§ **Kaynak metin**
::::

Yağmadı, Ama Gürledi Gitti
YAĞMADI, AMA GÜRLEDİ GİTTİ.
Makamların kişilikler üzerinde yadsınamaz bir etkisi vardır. Gücü ve kudreti temsil ettiği makamdan kaynaklanan kişiler, zamanla, onunla özdeşleşirler ve kerameti kendilerinden bilirler. Apoletlere, etiketlere ve sıfatlara gösterilen saygı ile itinayı kendilerinden başkalarına gösterilmeyecek sanırlar. Yanıldıklarını ve vazgeçilebileceklerini anlamak için “emekli” olmak kadar basit ve doğal bir sürecin işlemesini beklemeleri yeterlidir kimi zaman.

::::

§ **İstenenler**
- a) Kaynak metne göre şu soruları yanıtlayınız:
(i) Makamların kişilikler üzerinde nasıl bir etkisi vardır?
(ii) Gücünü makamından alan kişiler zamanla neyle özdeşleşir?
(iii) Bu kişilerin yanıldıklarını anlamaları için kimi zaman hangi sürecin işlemesini beklemeleri yeterlidir?
- b) Kaynak metinden "Makamların kişilikler üzerinde" sözcükleriyle başlayıp "yeterlidir kimi zaman." sözcükleriyle biten bölümü hiç değiştirmeden çıkarınız.
Bu malzeme başka bir kaynaktan alınmıştır.

§ **Gösterilen veriler**
::::

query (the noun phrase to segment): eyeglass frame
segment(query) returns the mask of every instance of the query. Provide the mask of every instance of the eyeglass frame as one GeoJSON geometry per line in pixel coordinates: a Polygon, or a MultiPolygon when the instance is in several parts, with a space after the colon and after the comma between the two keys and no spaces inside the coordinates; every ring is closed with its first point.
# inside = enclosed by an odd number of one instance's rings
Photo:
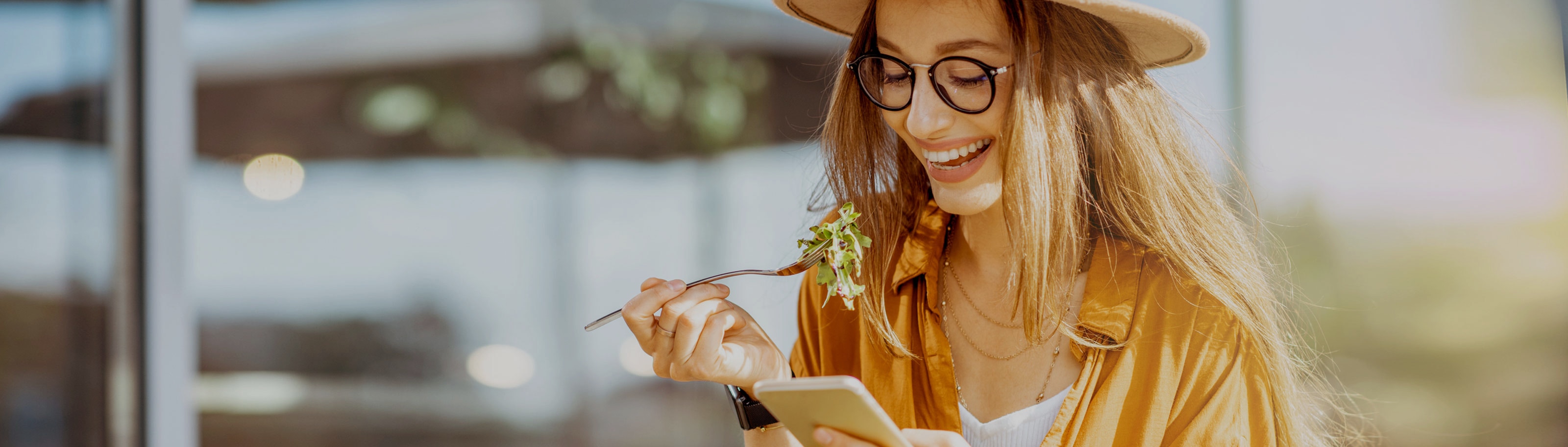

::::

§ **Alıştırma sonuçları**
- a)
(i) Yadsınamaz bir etkisi vardır.
(ii) Temsil ettikleri makamla özdeşleşirler.
(iii) "Emekli" olmak kadar basit ve doğal bir sürecin işlemesini beklemeleri yeterlidir.

- b)
Makamların kişilikler üzerinde yadsınamaz bir etkisi vardır. Gücü ve kudreti temsil ettiği makamdan kaynaklanan kişiler, zamanla, onunla özdeşleşirler ve kerameti kendilerinden bilirler. Apoletlere, etiketlere ve sıfatlara gösterilen saygı ile itinayı kendilerinden başkalarına gösterilmeyecek sanırlar. Yanıldıklarını ve vazgeçilebileceklerini anlamak için “emekli” olmak kadar basit ve doğal bir sürecin işlemesini beklemeleri yeterlidir kimi zaman.